SELECTED EXTRACT -
Aoi Usagi lands me behind the bar at 5:36 p.m., twenty-four minutes until opening. It's the seventh song on the "pep mix," which means that the bar should be ready for business and the tables set. The jackies (blackjack dealers), rollers (roulette), and floor watchers, most barely past the drinking age (twenty) or close to it, mill about in half-buttoned tuxedo shirts reading either soft-core porno magazines or hard-core porno comics. They eat salmon-stuffed rice balls from the 7-11 around the corner. Many of them sit at the bar and order free drinks; iced coffee for the ones who just dragged themselves out of bed, isotonic power drinks for those who came from another job. By 5 a.m. it will be coffee for all.

My other job in Japan was a day job, so Friday nights I pulled twenty-four hour work shifts
between the two places. But it was a rare day when I would win bragging rights for most
continuous hours without sleep. Take-san came straight from college classes every day.
Bunny-san came from her job at the pin-ball palace. And Anan-san<, the cook,
usually took the cake by working seventy-two hours, straight through the weekend, so he could
get time at the sewing machines for design school.

At five minutes to six, the bright lights would go down in the main hall and up behind the
bar, displaying a gaudy scene complete with giant mirror and lots of shiny brass. I once passed a
similar arrangement of mirrors and brass, still shiny and new, waiting to be taken away by the
garbage men. Things in the ghetto get about fourteen minutes in the spotlight if they're lucky. I
wonder how long it will be before Pharao's mirrors and brass find themselves under a street
light before garbage day.

As the music of our "pep mix" comes to a close just before opening, we all gather around in a
large circle, much like a baseball team before the big game. Our hands are clenched
respectfully behind our straight backs. All the players are suited up by now. The shoes are tied
and the ties are clipped. They waited for me once, all eyes to the one who held up the team. My
face turned red, more embarrassed than at any other time at the Pharao. In Japan the saying is
"The protruding nail is-embarrassed."

The manager steps to the fore and makes some important sounding speech. I never understood
it, not because of the language barrier, but because he always spoke in a hushed voice as if he
was afraid the wrong person might be listening. All I know is that at the end we would clap as
selected players (presumably those who had outwitted the customers the night before) received mysterious envelopes.

Then the manager would wish us luck and choose who would lead the cheers for the day (lest
we forget our lines during the night):
"Sato."
"Yes, sir."
"Go ahead."
"Welcome (Sato), welcome (all); Welcome very much, welcome very much; Thank-you, Thank-you; Please be good to us, Please be good to us; Please be good to us again today very much, Please be good to us again today very much!"

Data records

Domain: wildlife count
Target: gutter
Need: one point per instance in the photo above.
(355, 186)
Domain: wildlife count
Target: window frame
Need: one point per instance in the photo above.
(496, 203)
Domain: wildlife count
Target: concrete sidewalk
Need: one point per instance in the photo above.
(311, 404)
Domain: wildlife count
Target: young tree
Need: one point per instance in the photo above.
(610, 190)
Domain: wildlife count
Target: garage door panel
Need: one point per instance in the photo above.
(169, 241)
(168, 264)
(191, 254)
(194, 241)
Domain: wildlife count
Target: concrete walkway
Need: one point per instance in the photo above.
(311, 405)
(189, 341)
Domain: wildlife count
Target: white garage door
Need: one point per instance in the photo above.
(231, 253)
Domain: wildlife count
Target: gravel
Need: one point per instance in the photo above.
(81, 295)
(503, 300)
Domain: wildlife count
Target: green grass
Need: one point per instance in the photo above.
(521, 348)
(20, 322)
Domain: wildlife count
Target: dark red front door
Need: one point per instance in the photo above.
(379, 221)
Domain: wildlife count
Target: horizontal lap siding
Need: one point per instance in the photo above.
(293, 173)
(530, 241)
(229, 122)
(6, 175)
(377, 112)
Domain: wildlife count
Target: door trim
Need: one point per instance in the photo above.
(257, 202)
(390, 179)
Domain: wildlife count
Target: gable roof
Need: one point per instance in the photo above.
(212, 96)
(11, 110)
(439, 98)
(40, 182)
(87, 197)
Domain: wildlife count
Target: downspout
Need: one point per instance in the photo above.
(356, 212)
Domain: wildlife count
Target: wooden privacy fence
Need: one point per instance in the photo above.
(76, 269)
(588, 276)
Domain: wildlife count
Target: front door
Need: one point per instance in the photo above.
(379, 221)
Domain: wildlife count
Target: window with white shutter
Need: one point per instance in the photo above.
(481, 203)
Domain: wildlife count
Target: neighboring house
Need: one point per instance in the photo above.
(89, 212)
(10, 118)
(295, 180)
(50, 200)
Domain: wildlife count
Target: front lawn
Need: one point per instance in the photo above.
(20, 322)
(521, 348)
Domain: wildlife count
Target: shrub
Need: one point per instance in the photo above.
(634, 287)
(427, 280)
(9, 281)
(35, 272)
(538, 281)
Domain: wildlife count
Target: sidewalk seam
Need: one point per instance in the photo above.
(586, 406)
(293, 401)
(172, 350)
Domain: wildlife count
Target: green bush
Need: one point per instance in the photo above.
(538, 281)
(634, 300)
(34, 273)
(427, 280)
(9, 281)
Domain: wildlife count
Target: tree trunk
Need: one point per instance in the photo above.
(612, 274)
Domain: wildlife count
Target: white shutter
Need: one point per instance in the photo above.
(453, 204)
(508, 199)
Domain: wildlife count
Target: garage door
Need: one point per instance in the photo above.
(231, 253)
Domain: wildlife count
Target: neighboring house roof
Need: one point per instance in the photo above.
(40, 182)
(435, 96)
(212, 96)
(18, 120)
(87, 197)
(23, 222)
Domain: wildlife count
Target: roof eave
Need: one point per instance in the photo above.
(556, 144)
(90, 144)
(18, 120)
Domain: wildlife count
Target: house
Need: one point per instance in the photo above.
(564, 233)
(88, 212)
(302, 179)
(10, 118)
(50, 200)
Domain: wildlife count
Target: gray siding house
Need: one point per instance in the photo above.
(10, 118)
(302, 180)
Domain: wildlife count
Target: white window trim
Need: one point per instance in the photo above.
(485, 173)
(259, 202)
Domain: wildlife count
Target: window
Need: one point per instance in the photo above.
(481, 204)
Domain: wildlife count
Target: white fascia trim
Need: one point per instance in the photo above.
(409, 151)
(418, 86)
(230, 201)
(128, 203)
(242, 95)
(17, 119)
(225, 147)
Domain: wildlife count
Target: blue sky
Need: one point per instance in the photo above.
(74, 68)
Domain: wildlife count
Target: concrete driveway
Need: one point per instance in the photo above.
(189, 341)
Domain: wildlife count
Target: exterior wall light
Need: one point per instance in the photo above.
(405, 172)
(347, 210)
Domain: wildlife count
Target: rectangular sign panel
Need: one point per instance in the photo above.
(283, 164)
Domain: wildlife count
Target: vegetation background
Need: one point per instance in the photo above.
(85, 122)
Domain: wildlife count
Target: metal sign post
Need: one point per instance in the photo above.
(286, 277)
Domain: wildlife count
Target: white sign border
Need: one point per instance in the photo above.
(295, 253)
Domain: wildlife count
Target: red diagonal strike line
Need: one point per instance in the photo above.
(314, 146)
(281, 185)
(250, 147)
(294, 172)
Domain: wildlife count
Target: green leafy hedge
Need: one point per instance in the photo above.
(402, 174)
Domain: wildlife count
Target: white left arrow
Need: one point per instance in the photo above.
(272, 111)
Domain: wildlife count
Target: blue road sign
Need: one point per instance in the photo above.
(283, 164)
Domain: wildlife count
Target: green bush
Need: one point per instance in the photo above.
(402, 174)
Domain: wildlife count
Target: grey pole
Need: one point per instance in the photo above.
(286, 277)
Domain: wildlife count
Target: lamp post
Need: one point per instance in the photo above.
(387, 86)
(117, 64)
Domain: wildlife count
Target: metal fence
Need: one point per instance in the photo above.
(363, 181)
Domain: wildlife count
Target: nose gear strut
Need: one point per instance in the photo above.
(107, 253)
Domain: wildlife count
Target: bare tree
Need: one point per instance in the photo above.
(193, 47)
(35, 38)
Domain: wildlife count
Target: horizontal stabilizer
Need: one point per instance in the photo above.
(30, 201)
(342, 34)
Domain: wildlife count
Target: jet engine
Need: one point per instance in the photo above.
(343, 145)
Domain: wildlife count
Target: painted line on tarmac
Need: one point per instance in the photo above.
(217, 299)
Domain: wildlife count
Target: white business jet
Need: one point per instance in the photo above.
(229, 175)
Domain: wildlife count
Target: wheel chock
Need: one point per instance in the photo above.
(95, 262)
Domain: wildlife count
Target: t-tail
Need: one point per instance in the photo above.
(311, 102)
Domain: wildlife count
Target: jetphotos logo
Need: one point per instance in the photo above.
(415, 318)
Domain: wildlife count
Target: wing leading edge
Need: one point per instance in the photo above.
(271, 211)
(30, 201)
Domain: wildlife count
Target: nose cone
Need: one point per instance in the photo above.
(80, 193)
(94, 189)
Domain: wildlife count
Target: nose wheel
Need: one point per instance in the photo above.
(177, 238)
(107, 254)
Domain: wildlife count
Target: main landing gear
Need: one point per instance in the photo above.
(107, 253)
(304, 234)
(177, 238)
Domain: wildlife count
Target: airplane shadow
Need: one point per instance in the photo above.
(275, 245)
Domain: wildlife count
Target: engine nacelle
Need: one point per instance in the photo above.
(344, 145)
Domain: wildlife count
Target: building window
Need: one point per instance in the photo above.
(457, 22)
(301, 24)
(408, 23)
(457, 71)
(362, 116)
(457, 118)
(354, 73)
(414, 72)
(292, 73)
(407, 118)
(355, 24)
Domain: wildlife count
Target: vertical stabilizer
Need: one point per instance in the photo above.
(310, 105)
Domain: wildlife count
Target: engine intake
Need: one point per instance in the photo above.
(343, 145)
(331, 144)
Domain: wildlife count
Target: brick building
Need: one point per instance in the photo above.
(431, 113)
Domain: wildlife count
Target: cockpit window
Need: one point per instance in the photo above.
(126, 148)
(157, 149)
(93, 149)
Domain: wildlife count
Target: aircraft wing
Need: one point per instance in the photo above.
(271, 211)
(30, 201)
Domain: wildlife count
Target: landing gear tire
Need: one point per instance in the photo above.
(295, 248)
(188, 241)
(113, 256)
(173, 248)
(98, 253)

WHAT TO WORK ON -
1. Duplicate the passage about the Pharao bar from "Bunny-san came from" up to and including "for design school.".
2. Gather every line of the listing that contains the string "blue", treating uppercase and lowercase as different.
The listing is unrelated to the passage about working at the Pharao.

ANSWER SET -
1.
Bunny-san came from her job at the pin-ball palace. And Anan-san<, the cook,
usually took the cake by working seventy-two hours, straight through the weekend, so he could
get time at the sewing machines for design school.

2.
Target: blue sky
Target: blue road sign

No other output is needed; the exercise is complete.